> [Instructions for the task]: Copy only this range: the line with "# point at: blue backdrop" through the final line of the material, inclusive at both ends.

> [Dataset records]:

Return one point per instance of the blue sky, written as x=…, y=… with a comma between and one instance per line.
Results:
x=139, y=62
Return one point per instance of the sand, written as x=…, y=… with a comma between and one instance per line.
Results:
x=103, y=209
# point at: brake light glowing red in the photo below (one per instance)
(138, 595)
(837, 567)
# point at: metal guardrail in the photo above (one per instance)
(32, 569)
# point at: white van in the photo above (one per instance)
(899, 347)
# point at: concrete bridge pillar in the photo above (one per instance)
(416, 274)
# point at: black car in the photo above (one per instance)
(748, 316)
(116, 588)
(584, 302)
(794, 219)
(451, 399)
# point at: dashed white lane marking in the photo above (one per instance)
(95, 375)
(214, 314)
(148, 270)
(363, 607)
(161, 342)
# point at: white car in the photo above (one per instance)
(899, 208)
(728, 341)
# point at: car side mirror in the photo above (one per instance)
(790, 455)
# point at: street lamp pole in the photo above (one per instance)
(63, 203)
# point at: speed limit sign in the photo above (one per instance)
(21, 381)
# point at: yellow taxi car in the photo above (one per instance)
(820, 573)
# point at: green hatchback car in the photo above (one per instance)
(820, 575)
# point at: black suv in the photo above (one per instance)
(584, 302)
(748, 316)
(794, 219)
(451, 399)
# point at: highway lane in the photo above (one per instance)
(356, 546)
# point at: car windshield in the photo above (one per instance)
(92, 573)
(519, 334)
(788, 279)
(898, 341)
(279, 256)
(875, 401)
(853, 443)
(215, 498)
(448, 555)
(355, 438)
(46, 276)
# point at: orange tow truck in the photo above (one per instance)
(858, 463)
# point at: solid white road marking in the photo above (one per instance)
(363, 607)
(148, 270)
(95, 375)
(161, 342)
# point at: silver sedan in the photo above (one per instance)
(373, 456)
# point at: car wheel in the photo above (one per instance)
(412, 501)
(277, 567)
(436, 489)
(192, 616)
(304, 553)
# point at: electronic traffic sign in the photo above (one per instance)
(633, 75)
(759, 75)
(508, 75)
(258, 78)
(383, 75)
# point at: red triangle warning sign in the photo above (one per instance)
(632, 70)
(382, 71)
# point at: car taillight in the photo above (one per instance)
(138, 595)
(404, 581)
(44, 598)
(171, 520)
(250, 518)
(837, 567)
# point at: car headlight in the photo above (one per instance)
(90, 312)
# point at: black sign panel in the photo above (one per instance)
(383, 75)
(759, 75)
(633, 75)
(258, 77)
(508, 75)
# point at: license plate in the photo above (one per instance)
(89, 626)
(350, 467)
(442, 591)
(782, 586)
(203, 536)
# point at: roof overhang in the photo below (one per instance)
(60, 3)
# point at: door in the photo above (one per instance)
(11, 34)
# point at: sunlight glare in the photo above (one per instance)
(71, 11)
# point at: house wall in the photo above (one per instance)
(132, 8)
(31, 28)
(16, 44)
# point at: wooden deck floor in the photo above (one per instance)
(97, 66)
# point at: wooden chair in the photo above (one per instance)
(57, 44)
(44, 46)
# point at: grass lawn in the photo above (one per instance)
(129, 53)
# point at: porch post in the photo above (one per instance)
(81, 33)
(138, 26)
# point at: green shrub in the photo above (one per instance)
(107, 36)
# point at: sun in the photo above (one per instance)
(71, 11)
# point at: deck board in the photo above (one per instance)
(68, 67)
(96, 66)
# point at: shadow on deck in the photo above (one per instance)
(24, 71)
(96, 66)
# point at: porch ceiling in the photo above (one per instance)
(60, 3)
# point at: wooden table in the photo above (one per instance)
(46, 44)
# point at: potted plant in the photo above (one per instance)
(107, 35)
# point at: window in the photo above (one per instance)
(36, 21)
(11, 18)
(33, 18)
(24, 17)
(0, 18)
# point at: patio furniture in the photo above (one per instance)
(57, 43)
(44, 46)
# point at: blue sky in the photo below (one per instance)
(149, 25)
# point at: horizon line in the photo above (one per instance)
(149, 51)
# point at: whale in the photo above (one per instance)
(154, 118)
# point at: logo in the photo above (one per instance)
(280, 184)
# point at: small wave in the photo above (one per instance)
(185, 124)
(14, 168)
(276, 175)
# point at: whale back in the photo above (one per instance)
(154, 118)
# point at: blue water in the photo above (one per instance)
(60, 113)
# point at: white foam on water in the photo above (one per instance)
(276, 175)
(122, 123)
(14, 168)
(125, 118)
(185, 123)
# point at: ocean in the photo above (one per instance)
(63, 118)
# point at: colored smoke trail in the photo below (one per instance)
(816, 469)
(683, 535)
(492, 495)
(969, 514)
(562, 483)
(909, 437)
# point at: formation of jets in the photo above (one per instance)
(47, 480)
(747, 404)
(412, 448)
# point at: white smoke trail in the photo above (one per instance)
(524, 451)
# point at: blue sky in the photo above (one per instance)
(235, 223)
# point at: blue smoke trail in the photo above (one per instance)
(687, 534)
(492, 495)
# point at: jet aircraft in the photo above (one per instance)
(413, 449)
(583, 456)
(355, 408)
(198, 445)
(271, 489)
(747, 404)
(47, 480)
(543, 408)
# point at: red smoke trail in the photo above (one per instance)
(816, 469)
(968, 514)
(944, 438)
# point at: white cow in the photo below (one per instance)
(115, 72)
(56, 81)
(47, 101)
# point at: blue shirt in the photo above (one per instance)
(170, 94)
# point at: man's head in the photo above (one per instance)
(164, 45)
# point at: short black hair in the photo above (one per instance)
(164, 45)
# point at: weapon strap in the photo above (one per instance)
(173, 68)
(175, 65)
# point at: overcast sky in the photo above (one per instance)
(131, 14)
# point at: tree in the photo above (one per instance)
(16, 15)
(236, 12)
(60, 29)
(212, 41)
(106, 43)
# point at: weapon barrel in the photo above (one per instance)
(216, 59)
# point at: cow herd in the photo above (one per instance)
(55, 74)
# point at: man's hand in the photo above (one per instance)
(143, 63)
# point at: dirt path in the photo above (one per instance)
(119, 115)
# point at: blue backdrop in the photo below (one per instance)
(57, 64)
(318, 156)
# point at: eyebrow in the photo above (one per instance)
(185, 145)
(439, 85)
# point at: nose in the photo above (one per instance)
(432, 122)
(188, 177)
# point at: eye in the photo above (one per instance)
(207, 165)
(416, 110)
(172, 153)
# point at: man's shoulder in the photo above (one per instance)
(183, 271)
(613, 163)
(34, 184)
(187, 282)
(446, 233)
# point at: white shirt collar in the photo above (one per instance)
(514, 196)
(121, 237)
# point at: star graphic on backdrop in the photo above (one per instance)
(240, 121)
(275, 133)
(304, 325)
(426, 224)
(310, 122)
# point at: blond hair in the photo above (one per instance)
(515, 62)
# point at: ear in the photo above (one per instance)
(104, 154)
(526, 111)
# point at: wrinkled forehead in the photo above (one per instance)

> [Solution to this task]:
# point at: blue backdrop in the photo below (one per instance)
(57, 64)
(318, 156)
# point at: eyebrow in the photo above (one per instance)
(185, 145)
(439, 85)
# point at: nose in the photo above (one per instance)
(432, 122)
(188, 177)
# point at: eye in the photo above (one per instance)
(207, 165)
(416, 110)
(172, 153)
# point at: man's shoulder in the photo above (one per instance)
(183, 271)
(613, 163)
(34, 184)
(187, 282)
(446, 233)
# point at: white shirt collar in the photo above (one per instance)
(514, 196)
(121, 237)
# point at: star graphic on backdrop in the photo above (one per instance)
(240, 121)
(275, 133)
(304, 325)
(426, 224)
(310, 122)
# point at: blond hair in the photo above (one per instance)
(515, 62)
# point at: ear in the photo above (one per instance)
(104, 154)
(526, 111)
# point at: wrinkled forehead in the photo above (one per instance)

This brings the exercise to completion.